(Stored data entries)
*-*-*
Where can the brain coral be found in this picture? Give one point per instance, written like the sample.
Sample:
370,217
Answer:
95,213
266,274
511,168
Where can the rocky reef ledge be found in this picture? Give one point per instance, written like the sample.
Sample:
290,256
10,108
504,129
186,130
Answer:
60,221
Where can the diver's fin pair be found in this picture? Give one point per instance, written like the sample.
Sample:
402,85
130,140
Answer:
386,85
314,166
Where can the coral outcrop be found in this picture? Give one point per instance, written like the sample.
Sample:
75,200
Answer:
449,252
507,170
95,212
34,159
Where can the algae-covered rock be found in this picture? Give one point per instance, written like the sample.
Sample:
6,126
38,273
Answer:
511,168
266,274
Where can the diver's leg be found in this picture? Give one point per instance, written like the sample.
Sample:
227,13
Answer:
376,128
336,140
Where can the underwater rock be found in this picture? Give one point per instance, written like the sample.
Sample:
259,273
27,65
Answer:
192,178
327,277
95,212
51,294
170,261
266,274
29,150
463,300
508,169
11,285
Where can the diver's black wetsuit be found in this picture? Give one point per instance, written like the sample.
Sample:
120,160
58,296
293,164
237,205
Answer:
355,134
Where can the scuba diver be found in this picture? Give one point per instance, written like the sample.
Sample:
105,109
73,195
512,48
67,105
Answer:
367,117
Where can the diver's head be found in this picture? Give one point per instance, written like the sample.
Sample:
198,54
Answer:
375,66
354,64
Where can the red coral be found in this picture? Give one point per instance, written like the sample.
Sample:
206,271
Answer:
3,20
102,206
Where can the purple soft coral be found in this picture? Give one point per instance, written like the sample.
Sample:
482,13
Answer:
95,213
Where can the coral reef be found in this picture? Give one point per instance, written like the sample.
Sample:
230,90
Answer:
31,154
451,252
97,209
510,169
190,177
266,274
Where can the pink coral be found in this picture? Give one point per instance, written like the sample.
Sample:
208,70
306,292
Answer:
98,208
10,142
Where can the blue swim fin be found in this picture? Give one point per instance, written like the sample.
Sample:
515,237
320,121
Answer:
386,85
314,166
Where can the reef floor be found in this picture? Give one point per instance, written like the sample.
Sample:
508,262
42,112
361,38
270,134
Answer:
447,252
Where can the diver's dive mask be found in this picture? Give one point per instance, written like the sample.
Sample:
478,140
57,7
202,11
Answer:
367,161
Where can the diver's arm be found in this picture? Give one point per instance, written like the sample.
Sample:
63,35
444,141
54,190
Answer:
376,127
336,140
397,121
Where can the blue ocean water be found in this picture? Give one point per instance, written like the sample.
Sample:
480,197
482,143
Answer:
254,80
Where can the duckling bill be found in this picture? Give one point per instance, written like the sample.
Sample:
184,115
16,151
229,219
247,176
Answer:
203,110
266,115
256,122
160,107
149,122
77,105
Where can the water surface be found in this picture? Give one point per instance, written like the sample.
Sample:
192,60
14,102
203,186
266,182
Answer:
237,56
*-*-*
Exactly as written above, copy every line.

Where can the brain coral be found in this picture? Give one point per instance, written like the sample.
Sample:
370,217
Answer:
95,213
266,274
511,168
Where can the rocky reef ledge be found in this picture? Give one point per instance, written like the sample.
Sample:
290,256
10,108
504,129
186,130
Answer:
60,221
Where can the diver's fin pair be found in this picture? Give one point per instance, written like the sample.
Sample:
402,85
130,140
Answer:
386,85
314,166
Where can the coral outcrop be found in this picture? Give one point per instance, written like the sample.
Sample:
75,200
Answer:
449,252
507,170
95,212
34,159
Where can the algae-covered rock be found in this picture? Give one point per instance, written like the sample.
Sample:
6,126
38,273
Answer:
511,168
266,274
Where can the diver's leg be found in this picture? Give one point per instance, written like the sample.
Sample:
227,13
Answer:
376,128
336,140
Where can the underwater rock be found in this picture? Give one point per instance, written like the sample.
Sample:
259,273
27,65
Answer:
192,178
327,277
95,212
51,294
170,261
266,274
29,150
463,300
508,169
11,285
Where can the diver's black wetsuit be found in this picture? Give one point per instance, written like the sample.
Sample:
120,160
58,296
293,164
237,205
Answer:
355,134
Where can the scuba diver be found in this picture? Give one point per instance, written like the sample.
Sample:
105,109
73,195
512,48
67,105
Answer:
367,117
Where can the diver's head be found in this picture? Give one point per instance, written like the sample.
Sample:
198,54
Answer:
375,66
354,64
Where can the red coral be found in this picture? Give one point per instance, written like the sample.
Sample:
206,271
Answer:
3,20
102,206
Where can the purple soft coral be found in this picture? Give one point per instance, written like the sample.
Sample:
482,13
Answer:
95,213
Where can the coral reef be found in this picture? Give one point per instance, written like the sample.
Sample:
230,90
Answer:
31,154
451,252
97,209
510,169
190,177
266,274
Where can the pink coral be found in this picture? Give one point per instance, written like the sample.
Sample:
208,70
306,292
Answer:
98,208
10,142
Where can the blue swim fin be found in this picture? Give one point per instance, written like the sample.
Sample:
515,237
320,121
Answer:
386,85
314,166
Where can the reef floor be found in this picture? Give one point per instance, written like the sample.
Sample:
508,262
42,112
361,38
270,134
Answer:
447,252
Where can the diver's dive mask be found in this picture? Give one point per instance, written like the sample.
Sample:
478,140
57,7
202,11
Answer:
367,161
Where can the diver's arm be found in this picture? Give one point per instance, written like the sample.
Sample:
63,35
444,141
54,190
Answer:
376,127
336,140
397,121
Where can the blue ocean water be found in this picture? Give one point per instance, written like the sample.
Sample:
480,197
482,143
Answer:
254,80
Where can the duckling bill be found in this picture? Give one point per instance, written like the sample.
Sample:
184,115
16,151
229,219
247,176
Answer:
203,110
266,115
256,122
160,107
149,122
77,105
Where can the water surface be found in this picture? Give one point per instance, written like the sample.
Sample:
192,60
14,102
203,186
266,182
Answer:
237,56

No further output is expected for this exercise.